A few project their own circumstances and choices to all. I am well aware I can only write about certain places within my own experiences. I am also aware that few would want to live in a Third World village and try to phrase my postings based on that knowledge.

As an example, some years ago on a board was a discussion of a traditional practice of many Mexican men. In Mexico City, they say casita. In Guadalajara they say casa chica, and folks in Guad. had no idea there were regional differences in usage, which made for some unpleasant times. Just as there are sharp regional differences in the US, so there are in Mexico. That is why I think it is important that people not be shouted down or insulted for different opinions.

My main concern on this board is the fact I do not wish to mix politics with Mexico living. And, sometimes there are people whose opinions are as strong as mine, but they are less willing to avoid the political. or, perhaps they are not aware their opinions are political in nature, I do not know. So, I have to tread very carefully to avoid conflict.


----------



## Detailman (Aug 27, 2011)

PieGrande said:


> There are other possible categories within the three basic levels.
> 
> Some people are very aware that their experiences are determined by where they live and their circumstances.
> 
> ...


I appreciate that you could break down the three levels. As originally stated:

"Posters could probably be categorized into many slots but for the purpose of this post, I put them into three categories."

I tried to categorize them as to experience and knowledge as to how they both benefit and contribute to this forum from the viewpoint of a person wanting to become an expat in Mexico or looking for information as to how to assimilate into Mexican life in a "general" way.

Therefore, the purpose of this thread is not to put people into different categories of life's experience in every possible area of Mexcio.

So, not neccesarily looking for people's life experiences. Simply attempting to extract people's viewpoints of this forum and how they as individuals have
benefited from it. Simple as that.
:focus:


----------



## makaloco (Mar 26, 2009)

I guess I fall into category 3, having been in Mexico for five years and an expat for more than 30. I enjoy reading about other people's locations and lifestyles, some of which are very different from my own. Also, I've been used to a younger international group of working expats, rather than so many from the US who are retirement age like myself but moving to another country for the first time. That has been disorienting, but reading the forum has helped me to better understand where people are "coming from", so to speak. I suspect the initial transition was a lot easier for me at age 29 than it has been for many of you!

» EXPLORE THE MATERIAL
• A. Answer these questions using the forum thread about expat life in Mexico:
(i) What term do people in Guadalajara use for the traditional practice of many Mexican men?
(ii) Into how many categories did the original post sort the forum's posters?
(iii) How long has makaloco been in Mexico?
• B. Carry on the forum thread about expat life in Mexico, picking up right after its final sentence.
The records play no part in the tasks.

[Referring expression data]
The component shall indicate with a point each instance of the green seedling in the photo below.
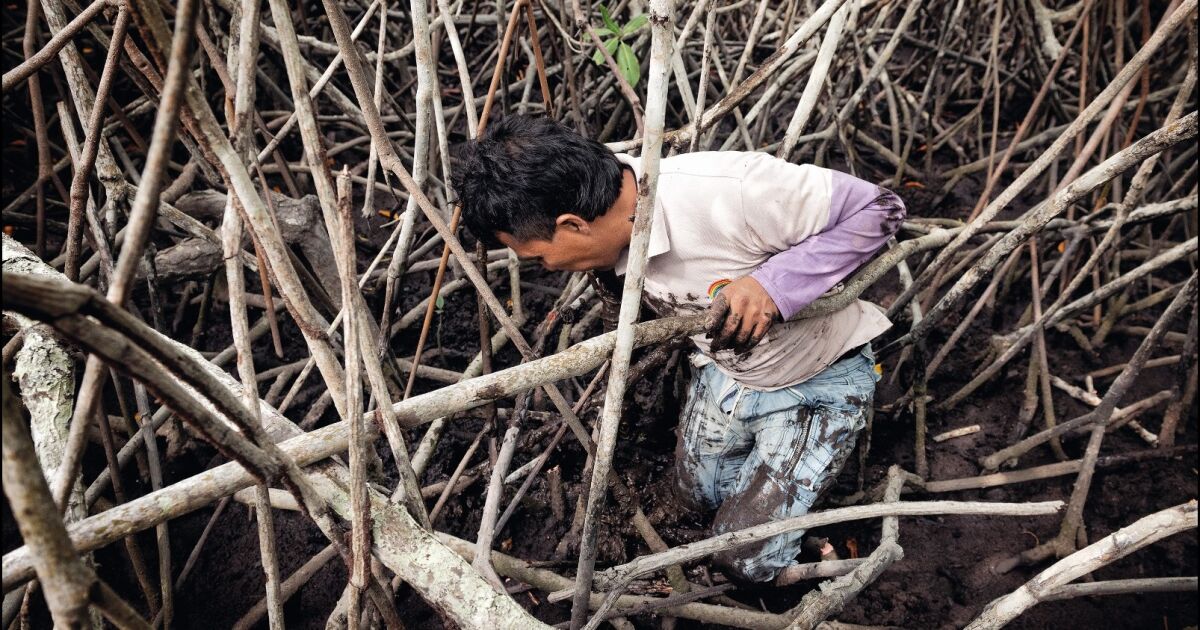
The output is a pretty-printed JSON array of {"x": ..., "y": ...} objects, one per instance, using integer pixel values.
[{"x": 615, "y": 42}]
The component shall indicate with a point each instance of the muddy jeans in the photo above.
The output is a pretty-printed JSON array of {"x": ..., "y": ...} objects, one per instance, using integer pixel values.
[{"x": 759, "y": 456}]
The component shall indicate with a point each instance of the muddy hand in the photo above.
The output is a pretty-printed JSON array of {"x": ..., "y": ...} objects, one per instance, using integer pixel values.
[{"x": 741, "y": 315}]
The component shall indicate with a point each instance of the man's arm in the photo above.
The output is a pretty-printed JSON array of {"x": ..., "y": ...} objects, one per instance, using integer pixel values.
[
  {"x": 819, "y": 229},
  {"x": 862, "y": 217}
]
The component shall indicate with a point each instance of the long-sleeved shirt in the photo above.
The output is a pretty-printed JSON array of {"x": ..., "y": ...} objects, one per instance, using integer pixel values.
[{"x": 797, "y": 229}]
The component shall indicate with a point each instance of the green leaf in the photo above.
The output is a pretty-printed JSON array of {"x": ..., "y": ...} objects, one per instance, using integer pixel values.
[
  {"x": 628, "y": 64},
  {"x": 634, "y": 24},
  {"x": 607, "y": 19},
  {"x": 611, "y": 45}
]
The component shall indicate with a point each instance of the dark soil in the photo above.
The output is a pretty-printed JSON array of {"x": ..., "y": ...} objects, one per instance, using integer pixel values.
[{"x": 941, "y": 582}]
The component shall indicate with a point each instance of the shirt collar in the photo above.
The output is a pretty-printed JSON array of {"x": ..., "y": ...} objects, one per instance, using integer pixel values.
[{"x": 660, "y": 241}]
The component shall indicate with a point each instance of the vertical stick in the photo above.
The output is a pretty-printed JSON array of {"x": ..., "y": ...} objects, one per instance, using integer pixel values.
[
  {"x": 663, "y": 28},
  {"x": 360, "y": 507},
  {"x": 142, "y": 216},
  {"x": 91, "y": 147},
  {"x": 244, "y": 52}
]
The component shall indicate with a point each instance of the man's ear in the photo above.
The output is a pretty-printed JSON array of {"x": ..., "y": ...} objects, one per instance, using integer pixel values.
[{"x": 573, "y": 223}]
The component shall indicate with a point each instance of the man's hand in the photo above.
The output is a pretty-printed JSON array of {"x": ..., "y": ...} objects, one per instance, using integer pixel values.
[{"x": 742, "y": 313}]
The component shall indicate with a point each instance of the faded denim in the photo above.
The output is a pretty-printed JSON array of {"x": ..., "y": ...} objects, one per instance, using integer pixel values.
[{"x": 757, "y": 456}]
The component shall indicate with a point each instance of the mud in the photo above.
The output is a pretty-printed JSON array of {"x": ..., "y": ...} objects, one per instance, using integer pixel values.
[{"x": 941, "y": 582}]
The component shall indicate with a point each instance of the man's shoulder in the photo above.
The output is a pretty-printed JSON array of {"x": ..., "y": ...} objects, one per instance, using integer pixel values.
[{"x": 732, "y": 165}]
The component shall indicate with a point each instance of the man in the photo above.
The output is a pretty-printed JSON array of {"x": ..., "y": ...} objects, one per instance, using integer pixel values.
[{"x": 774, "y": 406}]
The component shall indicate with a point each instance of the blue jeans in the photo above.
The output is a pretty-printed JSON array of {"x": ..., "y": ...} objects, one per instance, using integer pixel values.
[{"x": 757, "y": 456}]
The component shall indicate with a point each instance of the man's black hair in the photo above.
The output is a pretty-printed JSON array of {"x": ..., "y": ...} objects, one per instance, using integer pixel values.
[{"x": 525, "y": 172}]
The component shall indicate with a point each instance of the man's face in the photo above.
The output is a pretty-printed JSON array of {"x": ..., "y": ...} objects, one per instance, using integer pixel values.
[{"x": 575, "y": 246}]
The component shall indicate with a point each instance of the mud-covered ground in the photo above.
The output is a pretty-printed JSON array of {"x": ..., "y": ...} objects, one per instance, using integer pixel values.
[{"x": 941, "y": 582}]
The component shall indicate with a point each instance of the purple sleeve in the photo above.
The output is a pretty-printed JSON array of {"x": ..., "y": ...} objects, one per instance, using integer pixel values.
[{"x": 862, "y": 217}]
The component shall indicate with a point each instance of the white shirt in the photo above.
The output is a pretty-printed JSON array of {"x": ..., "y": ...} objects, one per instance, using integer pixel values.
[{"x": 719, "y": 216}]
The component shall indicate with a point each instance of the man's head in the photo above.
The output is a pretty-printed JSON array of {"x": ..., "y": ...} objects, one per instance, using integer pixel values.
[{"x": 545, "y": 191}]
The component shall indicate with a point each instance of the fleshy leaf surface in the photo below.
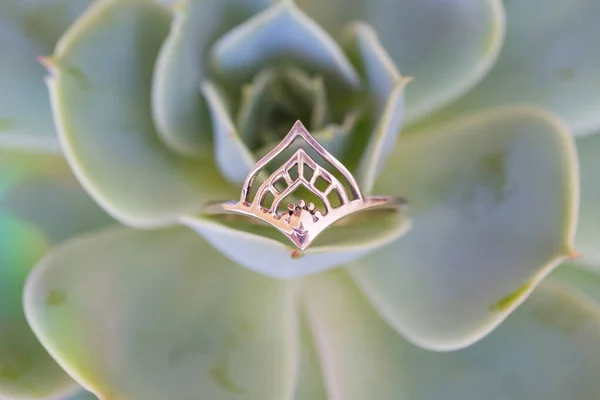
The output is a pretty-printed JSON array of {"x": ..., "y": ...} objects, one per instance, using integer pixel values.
[
  {"x": 232, "y": 156},
  {"x": 548, "y": 349},
  {"x": 264, "y": 250},
  {"x": 28, "y": 30},
  {"x": 290, "y": 90},
  {"x": 385, "y": 90},
  {"x": 549, "y": 59},
  {"x": 180, "y": 113},
  {"x": 310, "y": 385},
  {"x": 587, "y": 238},
  {"x": 158, "y": 315},
  {"x": 281, "y": 34},
  {"x": 40, "y": 205},
  {"x": 448, "y": 46},
  {"x": 493, "y": 198},
  {"x": 104, "y": 119}
]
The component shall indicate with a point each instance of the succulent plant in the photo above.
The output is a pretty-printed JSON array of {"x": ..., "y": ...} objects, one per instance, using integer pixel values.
[{"x": 115, "y": 285}]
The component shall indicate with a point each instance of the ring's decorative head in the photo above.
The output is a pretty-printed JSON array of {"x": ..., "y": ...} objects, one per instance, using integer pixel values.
[{"x": 302, "y": 222}]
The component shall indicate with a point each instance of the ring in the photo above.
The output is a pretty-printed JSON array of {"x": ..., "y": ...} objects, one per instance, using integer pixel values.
[{"x": 301, "y": 222}]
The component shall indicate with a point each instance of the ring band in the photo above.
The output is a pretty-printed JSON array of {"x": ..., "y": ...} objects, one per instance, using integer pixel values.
[{"x": 301, "y": 222}]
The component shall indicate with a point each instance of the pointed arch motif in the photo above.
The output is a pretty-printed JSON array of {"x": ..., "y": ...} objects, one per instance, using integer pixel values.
[{"x": 301, "y": 223}]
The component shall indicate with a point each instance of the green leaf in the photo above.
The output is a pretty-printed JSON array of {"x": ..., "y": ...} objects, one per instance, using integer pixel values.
[
  {"x": 385, "y": 90},
  {"x": 37, "y": 193},
  {"x": 493, "y": 198},
  {"x": 232, "y": 156},
  {"x": 281, "y": 34},
  {"x": 180, "y": 114},
  {"x": 310, "y": 385},
  {"x": 29, "y": 30},
  {"x": 448, "y": 46},
  {"x": 336, "y": 138},
  {"x": 587, "y": 239},
  {"x": 549, "y": 349},
  {"x": 549, "y": 59},
  {"x": 291, "y": 89},
  {"x": 103, "y": 115},
  {"x": 265, "y": 250},
  {"x": 162, "y": 315}
]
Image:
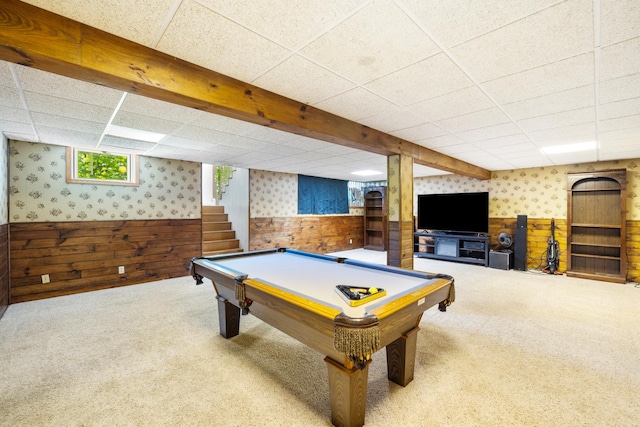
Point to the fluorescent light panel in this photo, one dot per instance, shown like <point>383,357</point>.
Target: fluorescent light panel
<point>570,148</point>
<point>137,134</point>
<point>366,173</point>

» LIST OF ANSWERS
• A.
(i) Casa chica.
(ii) Three.
(iii) Five years.

• B.
----------



## mickisue1 (Mar 10, 2012)

RVGRINGO said:


> How true! I do have fun with them when 'they' ring the bell on their 'missions'. They don't come back.


When our daughter lived in the south of Italy, we were walking near the University in Bari, our last full day with her. There were a group of young American Mormons there, with a table set up.

One of them approached us, smiling, having heard us speaking English. (Bari is not a big tourist destination for Americans). He, of course, had a job to do: try to preach to us.

We, on the other hand, had no such corresponding job. So I started to talk to him about being so far from home, and missing his mom/his mom missing him, etc. 

We never did get on the subject of Latter Day Saints, and had a nice conversation, instead.


----------



## Joycee (Jul 22, 2009)

Detailman,

This forum proved invaluable to me when my husband and I were planning our move to Mexico. Thanks to this forum I got my paperwork together before the move, found a mail forwarding service and took care of many details that made the move easier. Now that I am living in Mexico I still enjoy the advice of the longtermers. Thank you everybody for all the fine posts.


----------



## Grizzy (Nov 8, 2010)

I love reading the diverse range of opinions and questions here, the odd hissy fit spats and the camaraderie. I am very grateful for the ongoing patient support and information shared by the wise elders of the board and for the enthusiasm of the newbies. I too lurked here for a long time until my plans to relocate were firm and I was in moving to Mexico mode.

After 14 months of living here full time I still refer to the board for info, to keep in touch, feel connected and to learn. Mexico is a vibrant, massively huge, multi faceted country and every day I learn how much I do not know about her and her people, customs and ways. I love getting the flavour of other parts of Mexico from those who live in other areas. I frequent other boards but they are more localized to my area and I yearn for info on what lies beyond my safe expat haven. I am planning on branching out and living in other areas of Mexico one day and the posters here are helping me with that planning as well.

There are tense moments and harsh words but all in all this is a cool helpful and fun place full of people with great hearts. Much like my adopted country itself. <3


----------



## Detailman (Aug 27, 2011)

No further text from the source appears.